GIVEN EXERCISE → Please pick out every line in the items below that contains the word "black", and copy each of those lines. Case counts.

Dataset rows showing where objects appear
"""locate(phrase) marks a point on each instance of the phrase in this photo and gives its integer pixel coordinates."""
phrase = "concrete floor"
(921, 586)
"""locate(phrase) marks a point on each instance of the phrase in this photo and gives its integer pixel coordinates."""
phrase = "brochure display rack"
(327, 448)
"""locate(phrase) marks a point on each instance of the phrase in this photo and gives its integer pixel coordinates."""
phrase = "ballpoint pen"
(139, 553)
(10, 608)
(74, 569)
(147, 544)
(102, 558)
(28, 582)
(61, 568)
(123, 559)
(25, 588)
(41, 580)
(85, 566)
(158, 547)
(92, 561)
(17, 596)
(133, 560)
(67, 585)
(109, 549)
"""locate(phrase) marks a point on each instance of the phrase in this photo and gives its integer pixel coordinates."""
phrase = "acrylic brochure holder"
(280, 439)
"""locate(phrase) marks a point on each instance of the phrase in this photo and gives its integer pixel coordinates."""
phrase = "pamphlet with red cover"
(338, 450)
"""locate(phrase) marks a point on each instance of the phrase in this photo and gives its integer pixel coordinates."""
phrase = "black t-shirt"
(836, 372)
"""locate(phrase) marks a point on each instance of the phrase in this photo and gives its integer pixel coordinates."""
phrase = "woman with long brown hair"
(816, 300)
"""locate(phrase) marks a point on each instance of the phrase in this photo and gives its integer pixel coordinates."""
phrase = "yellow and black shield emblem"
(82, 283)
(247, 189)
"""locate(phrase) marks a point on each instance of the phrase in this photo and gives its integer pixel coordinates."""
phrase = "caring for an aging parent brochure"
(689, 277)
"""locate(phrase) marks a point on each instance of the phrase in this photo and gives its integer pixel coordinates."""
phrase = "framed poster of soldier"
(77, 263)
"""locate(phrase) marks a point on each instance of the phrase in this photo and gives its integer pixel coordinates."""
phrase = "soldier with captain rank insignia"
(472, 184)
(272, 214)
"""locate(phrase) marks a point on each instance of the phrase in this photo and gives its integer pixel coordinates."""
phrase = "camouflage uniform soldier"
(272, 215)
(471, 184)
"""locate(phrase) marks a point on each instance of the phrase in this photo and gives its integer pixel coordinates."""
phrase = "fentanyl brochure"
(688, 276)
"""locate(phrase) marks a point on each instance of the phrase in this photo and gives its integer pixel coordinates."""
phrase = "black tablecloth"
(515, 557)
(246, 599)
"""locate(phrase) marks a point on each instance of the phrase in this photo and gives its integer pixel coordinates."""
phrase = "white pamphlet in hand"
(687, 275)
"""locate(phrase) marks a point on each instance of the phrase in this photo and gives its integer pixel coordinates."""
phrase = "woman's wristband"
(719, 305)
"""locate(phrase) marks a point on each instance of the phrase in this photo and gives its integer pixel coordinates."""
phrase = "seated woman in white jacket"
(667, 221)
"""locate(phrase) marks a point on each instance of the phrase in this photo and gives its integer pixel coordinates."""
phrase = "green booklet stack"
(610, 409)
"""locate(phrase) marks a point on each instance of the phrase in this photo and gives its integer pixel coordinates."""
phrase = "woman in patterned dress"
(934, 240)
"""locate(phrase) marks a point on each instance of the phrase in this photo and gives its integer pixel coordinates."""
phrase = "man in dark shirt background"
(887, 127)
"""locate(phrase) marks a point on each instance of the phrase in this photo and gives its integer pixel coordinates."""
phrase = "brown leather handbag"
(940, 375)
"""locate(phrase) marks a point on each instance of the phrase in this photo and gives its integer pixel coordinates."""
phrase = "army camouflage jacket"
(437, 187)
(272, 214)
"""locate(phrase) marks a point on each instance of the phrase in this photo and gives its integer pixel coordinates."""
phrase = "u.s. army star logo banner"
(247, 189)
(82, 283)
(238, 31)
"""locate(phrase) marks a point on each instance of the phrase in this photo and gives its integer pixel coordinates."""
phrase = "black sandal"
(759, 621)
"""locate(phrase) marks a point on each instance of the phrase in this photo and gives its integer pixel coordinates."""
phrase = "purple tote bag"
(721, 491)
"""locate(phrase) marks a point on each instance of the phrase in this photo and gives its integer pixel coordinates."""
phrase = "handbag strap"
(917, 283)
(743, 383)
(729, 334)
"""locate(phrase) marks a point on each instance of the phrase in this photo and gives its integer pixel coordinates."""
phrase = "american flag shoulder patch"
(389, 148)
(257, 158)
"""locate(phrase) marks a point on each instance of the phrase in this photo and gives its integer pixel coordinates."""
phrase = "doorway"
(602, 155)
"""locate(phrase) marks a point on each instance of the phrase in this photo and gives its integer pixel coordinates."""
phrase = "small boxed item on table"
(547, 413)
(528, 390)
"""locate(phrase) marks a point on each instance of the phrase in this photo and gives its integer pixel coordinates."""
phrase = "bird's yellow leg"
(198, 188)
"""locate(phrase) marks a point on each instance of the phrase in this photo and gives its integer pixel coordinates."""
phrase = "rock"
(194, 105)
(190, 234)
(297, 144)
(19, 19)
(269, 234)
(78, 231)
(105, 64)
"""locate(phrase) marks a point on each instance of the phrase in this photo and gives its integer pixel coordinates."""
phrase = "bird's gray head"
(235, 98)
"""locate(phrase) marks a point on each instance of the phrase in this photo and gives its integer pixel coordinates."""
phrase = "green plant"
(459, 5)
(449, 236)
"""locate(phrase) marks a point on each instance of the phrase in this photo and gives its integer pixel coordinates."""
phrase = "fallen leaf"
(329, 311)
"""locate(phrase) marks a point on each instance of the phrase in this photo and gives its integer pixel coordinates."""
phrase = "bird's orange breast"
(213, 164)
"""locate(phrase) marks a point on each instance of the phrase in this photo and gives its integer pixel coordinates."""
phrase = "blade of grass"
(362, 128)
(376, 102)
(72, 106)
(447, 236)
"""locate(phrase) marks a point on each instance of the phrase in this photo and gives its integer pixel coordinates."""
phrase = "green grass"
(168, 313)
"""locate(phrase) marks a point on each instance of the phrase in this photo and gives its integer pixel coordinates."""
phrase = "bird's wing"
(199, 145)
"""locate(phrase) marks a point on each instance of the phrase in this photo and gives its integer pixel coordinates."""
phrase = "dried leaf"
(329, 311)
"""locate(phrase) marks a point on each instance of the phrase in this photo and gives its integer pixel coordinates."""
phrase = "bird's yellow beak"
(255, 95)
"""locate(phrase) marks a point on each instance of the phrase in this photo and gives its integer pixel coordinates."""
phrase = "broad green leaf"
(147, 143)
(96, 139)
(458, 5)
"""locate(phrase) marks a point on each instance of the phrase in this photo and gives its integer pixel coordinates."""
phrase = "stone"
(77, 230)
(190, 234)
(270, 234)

WRITTEN SOLUTION →
phrase = "black t-shirt"
phrase = "yellow and black shield emblem"
phrase = "black tablecloth"
phrase = "black sandal"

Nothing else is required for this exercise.